→ Aim of the task
Revise the records from the line that contains "task: trace the outline of every instance of the smoke" through the end, replacing "outline" with "contour" and leaving everything else as it is.

(Stored records)
━━━━

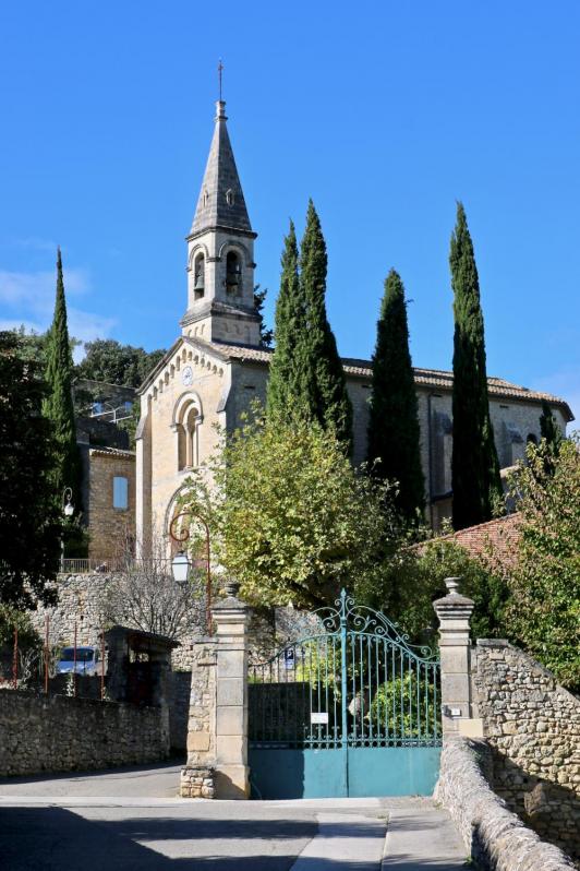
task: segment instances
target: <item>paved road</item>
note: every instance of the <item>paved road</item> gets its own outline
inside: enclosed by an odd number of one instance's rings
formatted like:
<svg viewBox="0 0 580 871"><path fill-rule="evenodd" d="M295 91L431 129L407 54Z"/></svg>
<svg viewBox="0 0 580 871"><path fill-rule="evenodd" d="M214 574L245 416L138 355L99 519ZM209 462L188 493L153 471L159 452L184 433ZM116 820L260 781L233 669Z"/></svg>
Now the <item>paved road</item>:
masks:
<svg viewBox="0 0 580 871"><path fill-rule="evenodd" d="M196 801L179 766L0 779L2 871L457 871L426 799ZM385 838L385 835L387 836Z"/></svg>

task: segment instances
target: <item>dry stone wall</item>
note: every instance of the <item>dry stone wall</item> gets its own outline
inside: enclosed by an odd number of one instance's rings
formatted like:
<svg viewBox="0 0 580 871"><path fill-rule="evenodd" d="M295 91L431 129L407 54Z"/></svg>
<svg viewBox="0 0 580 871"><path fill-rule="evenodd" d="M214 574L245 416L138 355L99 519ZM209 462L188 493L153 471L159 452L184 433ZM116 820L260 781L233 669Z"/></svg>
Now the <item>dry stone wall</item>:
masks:
<svg viewBox="0 0 580 871"><path fill-rule="evenodd" d="M168 755L160 707L0 690L0 776L136 765Z"/></svg>
<svg viewBox="0 0 580 871"><path fill-rule="evenodd" d="M445 739L435 800L451 815L481 871L570 871L571 859L541 840L490 787L493 755L486 741Z"/></svg>
<svg viewBox="0 0 580 871"><path fill-rule="evenodd" d="M580 860L580 700L502 640L479 641L473 690L494 789L542 837Z"/></svg>

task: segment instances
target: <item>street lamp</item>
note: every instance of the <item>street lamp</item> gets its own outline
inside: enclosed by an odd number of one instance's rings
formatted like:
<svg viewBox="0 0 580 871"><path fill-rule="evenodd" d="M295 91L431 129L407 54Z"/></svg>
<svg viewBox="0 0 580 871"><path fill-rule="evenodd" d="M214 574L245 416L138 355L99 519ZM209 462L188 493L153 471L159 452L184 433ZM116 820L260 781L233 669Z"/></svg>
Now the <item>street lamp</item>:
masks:
<svg viewBox="0 0 580 871"><path fill-rule="evenodd" d="M72 503L72 490L70 487L65 487L62 491L61 508L65 517L72 517L74 514L74 505ZM60 571L64 571L64 535L62 535L60 539Z"/></svg>
<svg viewBox="0 0 580 871"><path fill-rule="evenodd" d="M207 627L207 634L212 634L212 558L209 552L209 526L207 525L204 517L201 514L195 514L193 511L182 511L181 514L177 514L169 525L169 535L177 541L179 545L183 545L184 541L190 539L190 529L189 523L183 524L180 526L179 521L183 520L183 517L188 517L191 520L198 521L205 529L205 549L206 549L206 607L205 607L205 622ZM173 573L173 578L178 584L185 584L188 582L188 575L190 573L191 562L188 559L188 554L180 550L179 553L176 553L171 561L171 571Z"/></svg>
<svg viewBox="0 0 580 871"><path fill-rule="evenodd" d="M188 583L191 562L188 559L188 554L180 550L171 560L171 571L173 572L173 581L176 584L184 586Z"/></svg>

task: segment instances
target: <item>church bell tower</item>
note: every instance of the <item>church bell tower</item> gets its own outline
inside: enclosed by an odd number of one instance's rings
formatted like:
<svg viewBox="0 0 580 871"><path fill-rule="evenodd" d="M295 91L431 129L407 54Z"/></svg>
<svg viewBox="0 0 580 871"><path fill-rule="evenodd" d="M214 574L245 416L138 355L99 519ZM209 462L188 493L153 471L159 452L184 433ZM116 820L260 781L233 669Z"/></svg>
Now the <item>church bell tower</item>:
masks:
<svg viewBox="0 0 580 871"><path fill-rule="evenodd" d="M259 345L254 306L254 239L227 128L216 127L188 240L188 310L183 335L205 342Z"/></svg>

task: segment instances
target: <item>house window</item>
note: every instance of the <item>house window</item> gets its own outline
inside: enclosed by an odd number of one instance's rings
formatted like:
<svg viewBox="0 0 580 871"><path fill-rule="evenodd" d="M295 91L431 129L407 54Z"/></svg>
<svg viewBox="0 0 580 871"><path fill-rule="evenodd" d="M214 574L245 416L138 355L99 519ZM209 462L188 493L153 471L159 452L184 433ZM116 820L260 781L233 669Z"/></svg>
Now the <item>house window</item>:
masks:
<svg viewBox="0 0 580 871"><path fill-rule="evenodd" d="M117 475L112 479L112 506L120 511L129 508L129 480Z"/></svg>

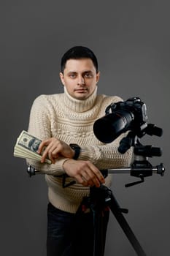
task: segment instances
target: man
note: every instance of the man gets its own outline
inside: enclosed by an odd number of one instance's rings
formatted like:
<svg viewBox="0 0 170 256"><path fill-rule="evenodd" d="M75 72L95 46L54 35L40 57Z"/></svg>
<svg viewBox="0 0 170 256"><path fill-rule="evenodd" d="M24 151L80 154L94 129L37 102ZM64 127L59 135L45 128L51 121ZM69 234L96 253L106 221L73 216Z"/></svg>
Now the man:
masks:
<svg viewBox="0 0 170 256"><path fill-rule="evenodd" d="M131 163L131 150L124 154L117 151L123 135L105 145L93 134L94 121L104 116L110 103L121 100L117 97L97 94L99 77L93 51L74 47L61 59L60 78L64 93L39 96L31 110L28 132L42 140L38 151L42 157L41 162L27 161L47 174L48 256L93 255L93 213L84 209L75 214L82 199L89 196L90 187L111 185L111 175L104 179L100 170ZM52 161L51 165L45 163L46 157ZM69 176L68 182L76 183L63 188L63 174ZM104 247L108 219L106 211Z"/></svg>

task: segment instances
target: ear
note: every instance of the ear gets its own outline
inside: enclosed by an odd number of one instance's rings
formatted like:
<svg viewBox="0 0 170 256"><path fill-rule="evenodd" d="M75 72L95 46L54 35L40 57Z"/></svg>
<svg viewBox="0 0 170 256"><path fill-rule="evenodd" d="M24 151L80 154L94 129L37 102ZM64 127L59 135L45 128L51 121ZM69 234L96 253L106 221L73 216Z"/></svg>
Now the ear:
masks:
<svg viewBox="0 0 170 256"><path fill-rule="evenodd" d="M96 83L99 81L101 72L98 71L96 74Z"/></svg>
<svg viewBox="0 0 170 256"><path fill-rule="evenodd" d="M63 83L63 86L65 86L63 74L61 72L59 75L60 75L60 78L61 78L61 83Z"/></svg>

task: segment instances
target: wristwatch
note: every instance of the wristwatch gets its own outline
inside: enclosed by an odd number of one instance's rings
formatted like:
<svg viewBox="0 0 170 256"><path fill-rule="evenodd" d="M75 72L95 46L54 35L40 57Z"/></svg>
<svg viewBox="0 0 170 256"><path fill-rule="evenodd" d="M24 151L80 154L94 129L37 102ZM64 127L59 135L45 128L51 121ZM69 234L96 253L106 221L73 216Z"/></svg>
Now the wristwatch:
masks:
<svg viewBox="0 0 170 256"><path fill-rule="evenodd" d="M81 150L81 148L79 145L77 144L73 144L73 143L71 143L69 144L69 146L73 149L74 150L74 156L73 157L73 159L77 160L77 158L79 157L79 155L80 155L80 150Z"/></svg>

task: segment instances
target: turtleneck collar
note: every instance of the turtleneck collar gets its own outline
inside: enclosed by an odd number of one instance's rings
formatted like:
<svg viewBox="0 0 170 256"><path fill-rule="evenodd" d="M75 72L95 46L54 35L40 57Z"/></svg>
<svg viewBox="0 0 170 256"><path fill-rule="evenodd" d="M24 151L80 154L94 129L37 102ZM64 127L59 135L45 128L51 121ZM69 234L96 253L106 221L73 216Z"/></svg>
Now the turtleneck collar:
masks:
<svg viewBox="0 0 170 256"><path fill-rule="evenodd" d="M97 96L97 86L93 94L86 99L77 99L72 97L64 86L63 103L72 110L75 112L85 112L94 105Z"/></svg>

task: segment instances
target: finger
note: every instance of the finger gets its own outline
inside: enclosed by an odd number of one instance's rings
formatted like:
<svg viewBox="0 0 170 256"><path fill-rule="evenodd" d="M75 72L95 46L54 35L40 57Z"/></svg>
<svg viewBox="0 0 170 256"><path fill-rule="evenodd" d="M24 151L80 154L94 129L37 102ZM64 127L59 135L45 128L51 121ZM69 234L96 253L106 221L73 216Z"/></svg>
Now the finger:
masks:
<svg viewBox="0 0 170 256"><path fill-rule="evenodd" d="M94 182L91 177L85 171L82 174L82 178L88 183L88 185L92 187L94 186Z"/></svg>
<svg viewBox="0 0 170 256"><path fill-rule="evenodd" d="M82 176L77 175L75 176L76 180L77 181L78 183L82 184L84 187L88 187L88 182L85 180Z"/></svg>
<svg viewBox="0 0 170 256"><path fill-rule="evenodd" d="M49 152L49 150L51 147L51 145L49 145L48 146L47 146L47 148L45 149L42 155L42 159L41 159L41 162L44 162L45 159L48 156L48 152ZM50 159L52 160L52 159Z"/></svg>
<svg viewBox="0 0 170 256"><path fill-rule="evenodd" d="M44 148L45 146L49 145L50 143L50 139L47 139L47 140L42 140L42 141L41 142L41 143L39 144L39 149L38 149L38 151L37 151L37 153L41 154L43 148Z"/></svg>

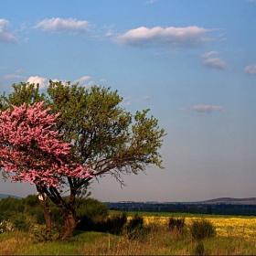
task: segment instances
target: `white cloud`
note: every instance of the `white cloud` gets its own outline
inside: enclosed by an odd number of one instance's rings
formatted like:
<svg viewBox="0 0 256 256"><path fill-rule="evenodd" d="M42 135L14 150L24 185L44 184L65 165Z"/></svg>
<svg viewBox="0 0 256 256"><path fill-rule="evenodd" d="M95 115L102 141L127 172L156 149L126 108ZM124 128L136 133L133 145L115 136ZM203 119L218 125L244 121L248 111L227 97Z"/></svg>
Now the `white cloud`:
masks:
<svg viewBox="0 0 256 256"><path fill-rule="evenodd" d="M112 29L109 29L106 33L105 33L105 37L112 37L114 35L114 32Z"/></svg>
<svg viewBox="0 0 256 256"><path fill-rule="evenodd" d="M246 66L244 68L244 71L251 75L256 74L256 65Z"/></svg>
<svg viewBox="0 0 256 256"><path fill-rule="evenodd" d="M204 105L204 104L197 104L191 108L192 111L197 112L221 112L221 106L214 106L214 105Z"/></svg>
<svg viewBox="0 0 256 256"><path fill-rule="evenodd" d="M129 98L123 99L123 101L121 104L123 106L130 106L131 105L131 101L129 101Z"/></svg>
<svg viewBox="0 0 256 256"><path fill-rule="evenodd" d="M116 42L132 47L198 47L209 39L205 36L208 31L210 30L198 27L168 27L166 28L140 27L120 35L116 37Z"/></svg>
<svg viewBox="0 0 256 256"><path fill-rule="evenodd" d="M221 58L211 58L206 59L203 65L208 68L223 69L227 66L227 63Z"/></svg>
<svg viewBox="0 0 256 256"><path fill-rule="evenodd" d="M15 42L16 37L8 30L10 22L6 19L0 19L0 42Z"/></svg>
<svg viewBox="0 0 256 256"><path fill-rule="evenodd" d="M91 80L91 77L90 76L83 76L81 78L80 78L79 80L76 80L73 81L73 83L79 83L80 86L83 86L83 87L91 87L93 85L95 85L95 81L94 80Z"/></svg>
<svg viewBox="0 0 256 256"><path fill-rule="evenodd" d="M26 77L24 76L20 76L20 75L15 75L15 74L11 74L11 75L5 75L4 76L5 80L11 80L11 79L26 79Z"/></svg>
<svg viewBox="0 0 256 256"><path fill-rule="evenodd" d="M79 80L74 80L73 83L80 83L80 83L83 83L87 80L90 80L91 79L91 77L90 77L90 76L83 76L83 77L80 78Z"/></svg>
<svg viewBox="0 0 256 256"><path fill-rule="evenodd" d="M49 18L38 22L34 27L40 28L42 31L51 32L87 32L89 30L89 22L78 20L75 18Z"/></svg>
<svg viewBox="0 0 256 256"><path fill-rule="evenodd" d="M100 82L105 82L107 80L106 79L101 79Z"/></svg>
<svg viewBox="0 0 256 256"><path fill-rule="evenodd" d="M48 80L42 77L29 77L27 80L29 83L39 84L40 88L47 88L48 86Z"/></svg>
<svg viewBox="0 0 256 256"><path fill-rule="evenodd" d="M148 100L150 100L151 99L151 96L150 95L144 95L143 97L142 97L142 100L144 100L144 101L148 101Z"/></svg>
<svg viewBox="0 0 256 256"><path fill-rule="evenodd" d="M211 50L211 51L208 51L208 52L205 52L201 55L201 57L203 58L208 58L212 55L215 55L215 54L219 54L219 51L216 51L216 50Z"/></svg>

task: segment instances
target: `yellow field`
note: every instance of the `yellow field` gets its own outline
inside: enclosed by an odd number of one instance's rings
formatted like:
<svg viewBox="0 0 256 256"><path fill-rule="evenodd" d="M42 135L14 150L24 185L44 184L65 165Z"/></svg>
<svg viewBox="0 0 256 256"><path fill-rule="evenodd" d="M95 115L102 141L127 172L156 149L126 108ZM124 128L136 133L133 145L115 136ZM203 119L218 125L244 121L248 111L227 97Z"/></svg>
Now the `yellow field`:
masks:
<svg viewBox="0 0 256 256"><path fill-rule="evenodd" d="M190 225L193 219L199 218L185 218L185 223ZM144 216L144 224L156 224L168 226L169 217ZM215 226L217 236L240 237L256 240L256 218L206 218Z"/></svg>

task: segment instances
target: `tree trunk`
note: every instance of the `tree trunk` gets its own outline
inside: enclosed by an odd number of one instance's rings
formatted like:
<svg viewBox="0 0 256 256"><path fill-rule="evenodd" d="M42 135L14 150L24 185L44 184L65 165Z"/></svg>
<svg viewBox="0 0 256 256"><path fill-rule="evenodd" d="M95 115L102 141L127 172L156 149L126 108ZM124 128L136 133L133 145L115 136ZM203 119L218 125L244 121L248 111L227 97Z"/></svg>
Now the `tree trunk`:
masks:
<svg viewBox="0 0 256 256"><path fill-rule="evenodd" d="M43 206L45 220L46 220L46 239L51 239L51 218L50 218L50 209L47 203L47 199L40 200L41 205Z"/></svg>
<svg viewBox="0 0 256 256"><path fill-rule="evenodd" d="M60 210L64 220L64 229L60 234L60 239L65 240L72 236L72 233L76 229L78 223L74 211L63 208L61 208Z"/></svg>

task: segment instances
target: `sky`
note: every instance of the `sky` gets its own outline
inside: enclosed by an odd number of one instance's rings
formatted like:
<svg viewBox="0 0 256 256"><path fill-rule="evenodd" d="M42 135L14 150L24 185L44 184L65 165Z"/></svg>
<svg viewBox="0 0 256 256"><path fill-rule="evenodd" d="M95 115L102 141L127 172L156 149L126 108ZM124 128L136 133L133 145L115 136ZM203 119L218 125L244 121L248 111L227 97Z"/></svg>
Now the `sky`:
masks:
<svg viewBox="0 0 256 256"><path fill-rule="evenodd" d="M97 84L150 109L165 169L94 181L101 201L256 197L255 24L255 0L2 0L0 91ZM0 179L1 193L36 187Z"/></svg>

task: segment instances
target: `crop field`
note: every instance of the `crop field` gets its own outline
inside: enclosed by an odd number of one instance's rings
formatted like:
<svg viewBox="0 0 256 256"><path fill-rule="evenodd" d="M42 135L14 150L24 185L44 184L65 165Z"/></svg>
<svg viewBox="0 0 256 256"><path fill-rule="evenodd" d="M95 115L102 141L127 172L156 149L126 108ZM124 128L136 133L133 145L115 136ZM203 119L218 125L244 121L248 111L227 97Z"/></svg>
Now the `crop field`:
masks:
<svg viewBox="0 0 256 256"><path fill-rule="evenodd" d="M37 241L28 232L0 234L2 255L255 255L256 218L217 215L140 213L150 230L135 240L123 233L80 231L69 240ZM128 213L128 220L135 215ZM185 218L182 234L168 229L170 217ZM193 220L208 219L216 229L215 237L193 240Z"/></svg>
<svg viewBox="0 0 256 256"><path fill-rule="evenodd" d="M145 225L157 224L167 226L169 217L144 216ZM199 219L198 217L185 217L185 223L191 225L193 220ZM256 218L244 217L207 217L205 219L209 220L216 228L217 236L219 237L237 237L248 240L256 240Z"/></svg>

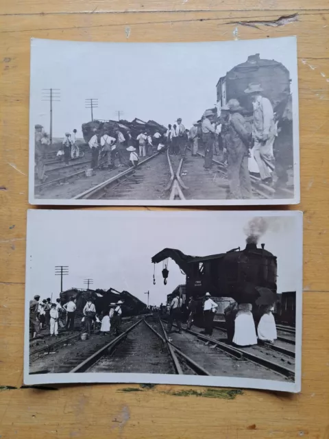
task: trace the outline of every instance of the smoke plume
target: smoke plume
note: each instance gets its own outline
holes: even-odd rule
[[[247,235],[247,244],[256,244],[259,239],[267,230],[271,218],[256,217],[250,220],[247,224],[243,227],[243,232]]]

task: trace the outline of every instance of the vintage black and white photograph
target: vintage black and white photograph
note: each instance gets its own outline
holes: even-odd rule
[[[32,39],[29,202],[300,202],[295,37]]]
[[[302,259],[298,211],[30,210],[24,381],[299,392]]]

━━━━

→ The output
task: trace the contour of every instance of the smoke plume
target: smoke plume
note: each instance gets its own contour
holes: even-odd rule
[[[247,235],[247,244],[256,244],[259,239],[267,230],[271,218],[256,217],[250,220],[247,224],[243,227],[243,232]]]

task: trace the contour of every instance of the vintage black and white photograph
target: vintage black and white photograph
note: each instance gets its own contour
holes: even-odd rule
[[[32,39],[29,202],[300,202],[295,37]]]
[[[302,259],[298,211],[30,210],[24,381],[299,392]]]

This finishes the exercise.